Stored data
______________________________

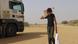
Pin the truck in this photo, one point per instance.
(11, 17)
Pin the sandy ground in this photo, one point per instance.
(37, 34)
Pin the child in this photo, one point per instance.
(50, 25)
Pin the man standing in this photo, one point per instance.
(50, 25)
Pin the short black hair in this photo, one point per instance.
(49, 10)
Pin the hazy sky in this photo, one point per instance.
(64, 9)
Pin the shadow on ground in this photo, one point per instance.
(22, 37)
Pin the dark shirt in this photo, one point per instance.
(50, 19)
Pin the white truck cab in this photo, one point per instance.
(11, 17)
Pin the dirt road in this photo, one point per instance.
(37, 34)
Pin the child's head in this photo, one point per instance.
(49, 10)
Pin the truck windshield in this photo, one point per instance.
(18, 6)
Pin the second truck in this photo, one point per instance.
(11, 17)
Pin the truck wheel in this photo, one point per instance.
(11, 30)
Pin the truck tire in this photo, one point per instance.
(11, 30)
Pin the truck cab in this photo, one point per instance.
(11, 17)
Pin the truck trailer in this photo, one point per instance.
(11, 17)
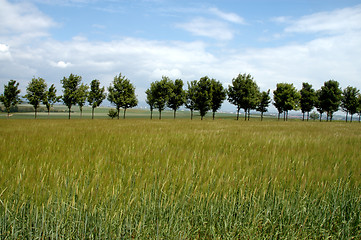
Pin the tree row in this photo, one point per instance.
(203, 95)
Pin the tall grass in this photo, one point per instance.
(179, 179)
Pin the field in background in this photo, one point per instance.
(179, 179)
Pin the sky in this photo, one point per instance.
(273, 40)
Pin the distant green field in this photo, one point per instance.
(179, 179)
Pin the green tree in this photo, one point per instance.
(51, 98)
(318, 104)
(307, 100)
(349, 101)
(81, 97)
(70, 90)
(219, 94)
(112, 113)
(161, 92)
(330, 98)
(10, 97)
(203, 96)
(263, 103)
(122, 94)
(96, 95)
(190, 96)
(177, 95)
(36, 92)
(244, 93)
(150, 98)
(286, 98)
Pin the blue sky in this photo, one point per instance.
(275, 41)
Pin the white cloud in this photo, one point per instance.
(22, 18)
(231, 17)
(338, 21)
(208, 28)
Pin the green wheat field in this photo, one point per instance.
(179, 179)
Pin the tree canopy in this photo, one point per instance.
(36, 92)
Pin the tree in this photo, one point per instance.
(150, 98)
(219, 94)
(318, 103)
(176, 96)
(10, 97)
(190, 96)
(161, 92)
(112, 113)
(307, 100)
(70, 90)
(81, 97)
(36, 92)
(203, 96)
(349, 101)
(122, 94)
(244, 93)
(264, 102)
(96, 95)
(286, 98)
(330, 98)
(50, 98)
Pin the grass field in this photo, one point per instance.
(179, 179)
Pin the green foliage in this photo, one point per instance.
(244, 93)
(176, 96)
(349, 101)
(190, 96)
(36, 92)
(70, 90)
(330, 97)
(307, 99)
(314, 115)
(160, 92)
(96, 95)
(264, 102)
(219, 94)
(112, 113)
(203, 96)
(51, 98)
(122, 94)
(286, 98)
(10, 97)
(178, 179)
(81, 97)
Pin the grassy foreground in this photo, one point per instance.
(179, 179)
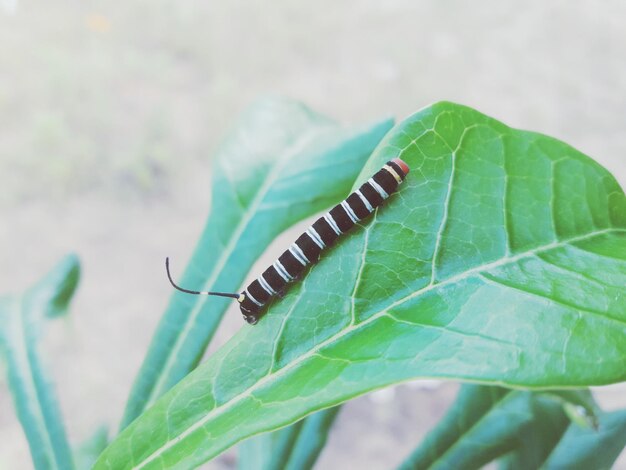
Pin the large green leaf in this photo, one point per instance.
(281, 164)
(501, 260)
(295, 447)
(22, 318)
(583, 448)
(486, 422)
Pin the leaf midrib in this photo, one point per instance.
(247, 216)
(298, 360)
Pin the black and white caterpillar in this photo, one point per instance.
(308, 247)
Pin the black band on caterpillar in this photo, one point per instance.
(307, 248)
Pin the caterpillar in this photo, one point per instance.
(307, 248)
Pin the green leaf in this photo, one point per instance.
(486, 422)
(467, 412)
(295, 447)
(87, 453)
(22, 318)
(311, 439)
(281, 164)
(501, 260)
(582, 448)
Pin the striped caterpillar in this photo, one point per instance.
(308, 247)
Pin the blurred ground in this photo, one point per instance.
(109, 112)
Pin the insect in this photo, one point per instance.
(308, 247)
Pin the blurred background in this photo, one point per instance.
(110, 111)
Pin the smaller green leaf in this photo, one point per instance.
(471, 404)
(486, 422)
(312, 439)
(21, 323)
(87, 453)
(582, 448)
(294, 447)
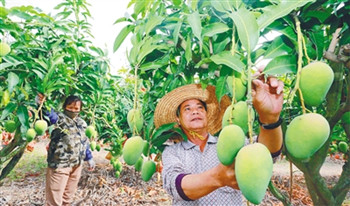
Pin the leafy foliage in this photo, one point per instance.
(181, 42)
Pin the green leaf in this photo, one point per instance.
(147, 47)
(177, 32)
(274, 12)
(220, 88)
(23, 116)
(277, 48)
(12, 80)
(215, 28)
(229, 60)
(152, 22)
(195, 23)
(121, 36)
(155, 64)
(188, 51)
(221, 45)
(281, 65)
(8, 110)
(247, 28)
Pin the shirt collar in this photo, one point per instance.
(188, 144)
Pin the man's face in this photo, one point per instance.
(74, 106)
(193, 115)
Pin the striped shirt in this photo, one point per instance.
(186, 158)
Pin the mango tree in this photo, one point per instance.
(54, 56)
(222, 42)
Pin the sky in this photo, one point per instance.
(104, 14)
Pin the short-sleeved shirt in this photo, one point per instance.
(68, 143)
(186, 158)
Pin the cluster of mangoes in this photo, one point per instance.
(304, 136)
(253, 162)
(307, 133)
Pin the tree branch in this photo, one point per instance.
(279, 195)
(329, 54)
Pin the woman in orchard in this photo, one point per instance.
(192, 173)
(68, 149)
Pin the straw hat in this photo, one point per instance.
(166, 108)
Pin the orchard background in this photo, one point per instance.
(176, 43)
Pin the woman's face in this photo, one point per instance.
(193, 115)
(74, 106)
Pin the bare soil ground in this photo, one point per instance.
(100, 187)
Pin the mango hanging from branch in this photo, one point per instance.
(253, 167)
(135, 120)
(315, 81)
(132, 149)
(231, 140)
(306, 134)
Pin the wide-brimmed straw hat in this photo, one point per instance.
(165, 111)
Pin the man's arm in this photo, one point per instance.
(193, 186)
(196, 186)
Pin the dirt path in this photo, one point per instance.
(100, 187)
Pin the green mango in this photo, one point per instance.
(92, 145)
(343, 147)
(117, 174)
(147, 170)
(135, 120)
(40, 127)
(30, 135)
(346, 118)
(306, 134)
(240, 87)
(253, 167)
(4, 49)
(98, 147)
(132, 149)
(138, 164)
(10, 126)
(145, 148)
(315, 81)
(231, 140)
(90, 131)
(239, 115)
(119, 166)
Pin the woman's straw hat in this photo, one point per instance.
(166, 108)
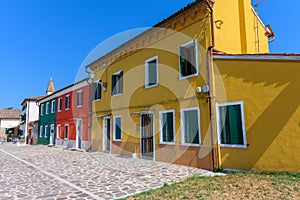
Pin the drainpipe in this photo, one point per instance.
(215, 160)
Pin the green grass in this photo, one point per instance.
(264, 185)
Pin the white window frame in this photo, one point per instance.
(161, 126)
(59, 104)
(41, 131)
(42, 109)
(46, 131)
(58, 131)
(147, 72)
(67, 125)
(183, 142)
(47, 108)
(68, 96)
(53, 106)
(241, 103)
(118, 73)
(196, 59)
(115, 124)
(77, 100)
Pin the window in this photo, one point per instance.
(67, 102)
(188, 59)
(47, 108)
(66, 133)
(79, 98)
(46, 131)
(42, 109)
(58, 131)
(59, 107)
(97, 90)
(41, 131)
(231, 126)
(118, 128)
(190, 120)
(117, 83)
(167, 127)
(151, 69)
(53, 106)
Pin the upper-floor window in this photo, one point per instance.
(53, 106)
(42, 109)
(97, 90)
(151, 69)
(59, 107)
(231, 125)
(67, 102)
(47, 108)
(117, 83)
(188, 59)
(79, 97)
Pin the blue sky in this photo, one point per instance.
(43, 38)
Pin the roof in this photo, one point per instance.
(35, 98)
(262, 56)
(54, 94)
(8, 113)
(159, 24)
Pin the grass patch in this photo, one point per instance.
(263, 185)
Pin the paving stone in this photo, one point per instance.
(57, 174)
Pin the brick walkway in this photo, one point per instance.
(41, 172)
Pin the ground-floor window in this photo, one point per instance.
(231, 126)
(66, 132)
(167, 126)
(58, 131)
(190, 124)
(118, 128)
(41, 131)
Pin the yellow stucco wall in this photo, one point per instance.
(235, 28)
(270, 92)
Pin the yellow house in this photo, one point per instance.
(164, 96)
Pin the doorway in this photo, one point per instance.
(107, 134)
(147, 136)
(78, 133)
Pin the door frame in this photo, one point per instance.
(104, 133)
(153, 136)
(52, 135)
(77, 138)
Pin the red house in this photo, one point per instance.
(72, 116)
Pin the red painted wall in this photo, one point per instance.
(69, 116)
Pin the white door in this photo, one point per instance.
(106, 134)
(78, 133)
(52, 134)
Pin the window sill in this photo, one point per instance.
(116, 95)
(233, 146)
(189, 76)
(151, 86)
(167, 143)
(190, 145)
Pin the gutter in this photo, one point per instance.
(215, 153)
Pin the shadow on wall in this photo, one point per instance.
(274, 121)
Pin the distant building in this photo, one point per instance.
(9, 121)
(30, 112)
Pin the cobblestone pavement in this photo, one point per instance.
(41, 172)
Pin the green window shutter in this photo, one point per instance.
(236, 131)
(183, 69)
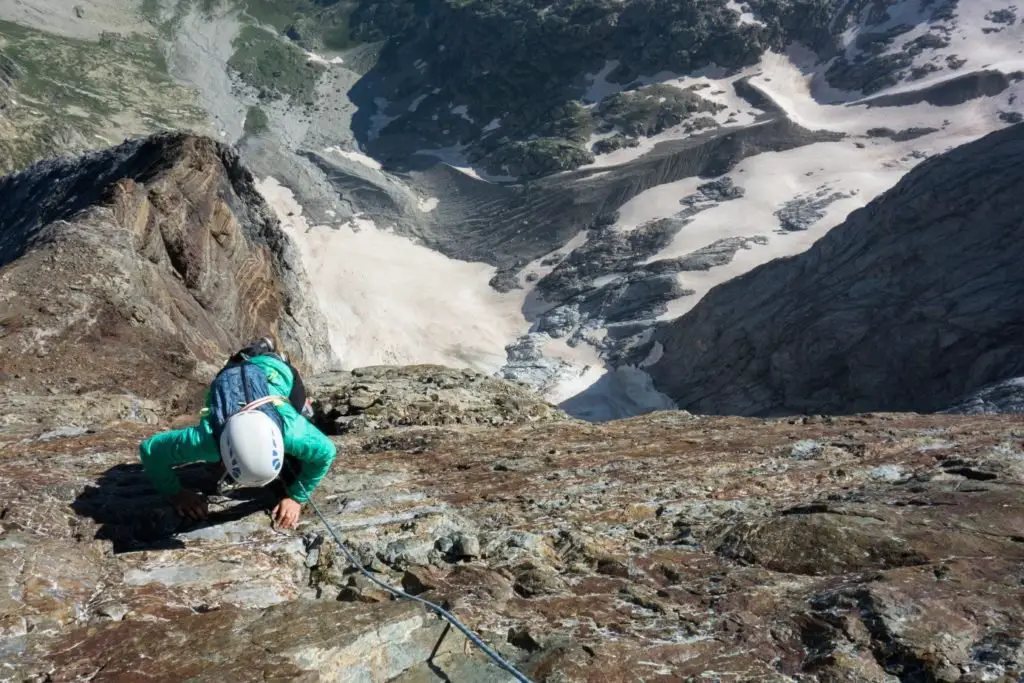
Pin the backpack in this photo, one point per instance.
(265, 346)
(239, 384)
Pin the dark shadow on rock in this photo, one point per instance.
(133, 516)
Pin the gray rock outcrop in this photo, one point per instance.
(158, 254)
(911, 303)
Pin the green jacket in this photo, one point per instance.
(302, 440)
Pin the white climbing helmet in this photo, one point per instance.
(252, 449)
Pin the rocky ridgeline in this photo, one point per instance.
(372, 398)
(136, 267)
(876, 548)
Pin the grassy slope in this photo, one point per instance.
(70, 94)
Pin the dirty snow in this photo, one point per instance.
(356, 157)
(388, 300)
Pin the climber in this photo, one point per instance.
(255, 406)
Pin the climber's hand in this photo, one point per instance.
(189, 504)
(286, 514)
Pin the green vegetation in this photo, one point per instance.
(534, 159)
(521, 61)
(66, 95)
(256, 121)
(272, 67)
(310, 24)
(651, 110)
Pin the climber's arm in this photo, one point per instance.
(307, 444)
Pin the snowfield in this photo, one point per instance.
(389, 300)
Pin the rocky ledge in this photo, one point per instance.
(876, 548)
(373, 398)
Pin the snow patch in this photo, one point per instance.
(614, 394)
(389, 301)
(455, 158)
(745, 17)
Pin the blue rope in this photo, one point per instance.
(443, 613)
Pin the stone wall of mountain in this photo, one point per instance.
(914, 301)
(134, 267)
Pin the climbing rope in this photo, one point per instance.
(440, 611)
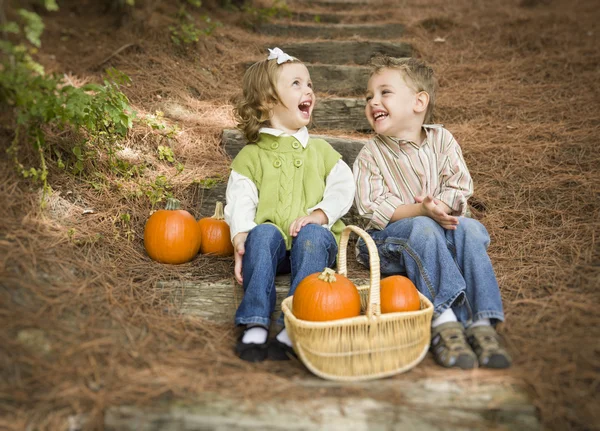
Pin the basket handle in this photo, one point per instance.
(374, 304)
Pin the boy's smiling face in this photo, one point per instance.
(294, 89)
(393, 107)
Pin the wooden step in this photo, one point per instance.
(339, 79)
(345, 52)
(217, 300)
(341, 113)
(316, 18)
(388, 405)
(384, 31)
(335, 79)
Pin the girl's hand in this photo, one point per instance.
(432, 208)
(238, 252)
(316, 217)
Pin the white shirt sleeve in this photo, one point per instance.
(242, 199)
(338, 195)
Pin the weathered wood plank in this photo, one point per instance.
(333, 31)
(345, 52)
(341, 113)
(339, 79)
(217, 300)
(309, 17)
(424, 405)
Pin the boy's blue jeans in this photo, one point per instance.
(312, 251)
(450, 267)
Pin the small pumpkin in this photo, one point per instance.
(398, 293)
(215, 234)
(326, 296)
(171, 235)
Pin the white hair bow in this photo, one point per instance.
(281, 56)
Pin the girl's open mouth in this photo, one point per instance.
(379, 115)
(305, 108)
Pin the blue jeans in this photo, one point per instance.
(312, 251)
(450, 267)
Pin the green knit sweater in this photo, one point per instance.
(289, 178)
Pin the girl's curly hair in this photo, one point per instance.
(252, 109)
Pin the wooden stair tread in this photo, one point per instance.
(345, 51)
(500, 405)
(384, 31)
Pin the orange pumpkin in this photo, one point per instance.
(326, 296)
(216, 237)
(398, 293)
(172, 235)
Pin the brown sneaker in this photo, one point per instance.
(450, 348)
(486, 343)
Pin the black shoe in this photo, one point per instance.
(251, 352)
(278, 351)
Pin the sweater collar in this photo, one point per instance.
(301, 135)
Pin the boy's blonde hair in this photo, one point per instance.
(252, 109)
(416, 74)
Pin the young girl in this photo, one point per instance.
(285, 196)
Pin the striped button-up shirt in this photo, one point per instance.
(390, 172)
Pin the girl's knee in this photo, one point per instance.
(313, 236)
(263, 235)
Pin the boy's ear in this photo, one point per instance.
(421, 102)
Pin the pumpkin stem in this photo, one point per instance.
(219, 214)
(328, 275)
(172, 204)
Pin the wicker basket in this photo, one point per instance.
(368, 346)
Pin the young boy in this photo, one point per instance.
(413, 186)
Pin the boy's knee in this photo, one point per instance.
(425, 227)
(472, 228)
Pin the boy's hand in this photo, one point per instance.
(316, 217)
(432, 208)
(238, 252)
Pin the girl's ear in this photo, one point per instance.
(421, 102)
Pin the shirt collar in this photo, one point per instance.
(301, 135)
(388, 139)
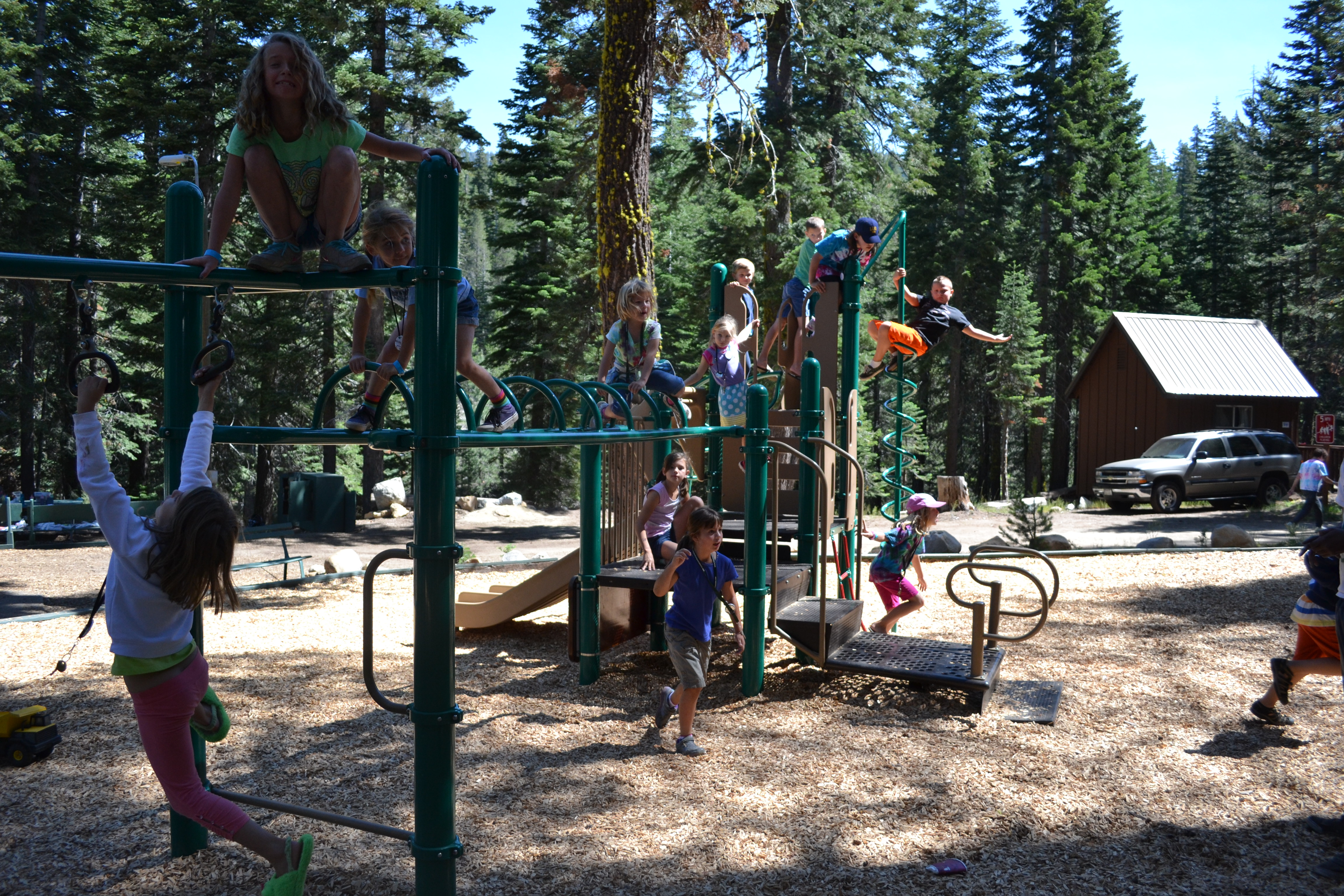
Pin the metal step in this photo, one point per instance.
(800, 621)
(941, 664)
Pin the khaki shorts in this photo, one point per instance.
(690, 657)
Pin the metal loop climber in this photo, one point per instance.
(83, 288)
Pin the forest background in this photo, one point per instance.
(1023, 170)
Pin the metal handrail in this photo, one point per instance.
(1025, 553)
(819, 566)
(370, 571)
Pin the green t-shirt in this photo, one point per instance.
(140, 666)
(806, 252)
(302, 162)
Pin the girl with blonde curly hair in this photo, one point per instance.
(293, 146)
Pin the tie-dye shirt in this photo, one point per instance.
(302, 162)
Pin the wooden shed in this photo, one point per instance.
(1154, 375)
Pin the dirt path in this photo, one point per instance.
(1152, 781)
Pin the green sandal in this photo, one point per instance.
(221, 730)
(292, 883)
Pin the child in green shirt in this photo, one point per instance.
(293, 146)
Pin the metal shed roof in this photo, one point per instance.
(1209, 356)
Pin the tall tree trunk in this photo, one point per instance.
(951, 464)
(626, 138)
(780, 124)
(377, 113)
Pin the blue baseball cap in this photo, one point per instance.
(867, 229)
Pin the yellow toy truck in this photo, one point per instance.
(26, 735)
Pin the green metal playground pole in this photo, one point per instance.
(435, 713)
(755, 593)
(185, 237)
(591, 562)
(811, 425)
(714, 464)
(848, 386)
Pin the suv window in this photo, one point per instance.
(1276, 444)
(1214, 448)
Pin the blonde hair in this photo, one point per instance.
(728, 323)
(632, 288)
(385, 218)
(321, 101)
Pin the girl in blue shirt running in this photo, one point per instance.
(698, 575)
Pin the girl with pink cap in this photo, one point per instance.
(898, 553)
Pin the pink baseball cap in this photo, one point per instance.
(923, 500)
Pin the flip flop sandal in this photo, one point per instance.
(221, 729)
(292, 883)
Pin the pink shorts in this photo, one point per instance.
(896, 593)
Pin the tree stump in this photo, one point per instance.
(953, 491)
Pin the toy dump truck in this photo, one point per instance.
(26, 735)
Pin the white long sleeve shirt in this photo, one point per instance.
(142, 620)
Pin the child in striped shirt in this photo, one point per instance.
(1318, 651)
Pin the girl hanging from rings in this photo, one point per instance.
(162, 569)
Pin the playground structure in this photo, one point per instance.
(812, 436)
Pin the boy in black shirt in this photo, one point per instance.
(933, 318)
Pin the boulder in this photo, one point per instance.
(1230, 536)
(389, 492)
(344, 561)
(940, 542)
(1051, 542)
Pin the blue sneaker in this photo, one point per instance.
(341, 257)
(687, 748)
(663, 707)
(279, 258)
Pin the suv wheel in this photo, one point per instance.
(1272, 491)
(1167, 496)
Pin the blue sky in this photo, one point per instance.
(1184, 56)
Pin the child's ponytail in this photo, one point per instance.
(197, 551)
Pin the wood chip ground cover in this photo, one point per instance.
(1152, 781)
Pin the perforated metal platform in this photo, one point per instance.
(935, 663)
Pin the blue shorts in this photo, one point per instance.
(795, 303)
(308, 238)
(657, 546)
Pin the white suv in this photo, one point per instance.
(1219, 467)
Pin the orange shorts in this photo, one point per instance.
(905, 340)
(1316, 643)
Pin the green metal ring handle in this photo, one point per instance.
(569, 386)
(1025, 553)
(995, 636)
(370, 571)
(616, 398)
(342, 374)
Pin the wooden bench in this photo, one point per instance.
(273, 531)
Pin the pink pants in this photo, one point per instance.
(896, 593)
(163, 714)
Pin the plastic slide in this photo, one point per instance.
(546, 589)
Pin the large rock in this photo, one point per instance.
(940, 542)
(344, 561)
(389, 492)
(1051, 542)
(1230, 536)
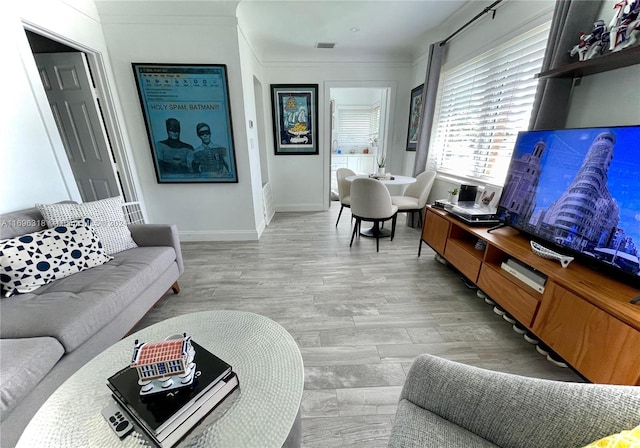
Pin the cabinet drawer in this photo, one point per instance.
(515, 300)
(435, 231)
(458, 255)
(603, 348)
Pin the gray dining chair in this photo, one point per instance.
(371, 202)
(344, 189)
(415, 196)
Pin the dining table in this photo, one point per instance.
(388, 180)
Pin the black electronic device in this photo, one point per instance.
(576, 190)
(158, 411)
(467, 193)
(472, 213)
(117, 419)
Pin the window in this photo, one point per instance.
(355, 125)
(481, 107)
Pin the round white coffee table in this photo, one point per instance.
(264, 412)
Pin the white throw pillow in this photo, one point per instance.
(107, 218)
(30, 261)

______________________________

Output verbatim the lines beginning at the line with "Pin the wood chip" and ending at the last line of the material above, inclusive. Do not carry over any pictures.

Pin the wood chip ground cover in this photo, one point per instance.
(1152, 781)
Pin the perforated metal platform in this photo, one point per instance.
(935, 663)
Pin the blue shorts in this photo, one point per instance.
(795, 303)
(308, 238)
(657, 546)
Pin the white suv in this photo, one point per instance.
(1219, 467)
Pin the orange shorts in this photo, one point per instance.
(905, 340)
(1316, 643)
Pin the green metal ring handle in this photo, one point per instance.
(569, 386)
(1025, 553)
(995, 636)
(370, 571)
(616, 398)
(342, 374)
Pin the wooden bench in this photo, one point per instance.
(273, 531)
Pin the pink pants in this photo, one point per instance.
(896, 593)
(163, 714)
Pin the plastic slide in this photo, one point per instance.
(546, 589)
Pin the large rock in this photo, one point per instance.
(940, 542)
(344, 561)
(389, 492)
(1051, 542)
(1230, 536)
Pin the cabinet drawer in this photo, one point per instance.
(515, 300)
(435, 231)
(458, 255)
(603, 348)
Pin the gray dining chair in this photo, one point per instance.
(371, 202)
(344, 189)
(415, 196)
Pin the dining table in this photo, one point per instance.
(388, 180)
Pin the black electronic device in this photo, one point per instance.
(576, 190)
(158, 411)
(467, 193)
(472, 213)
(117, 419)
Pin the window in this photo, one point per instance.
(355, 125)
(481, 107)
Pin the round white coffee table in this photo, one point per instance.
(264, 412)
Pin the white throw pillow in this photo, one point per instance.
(107, 218)
(30, 261)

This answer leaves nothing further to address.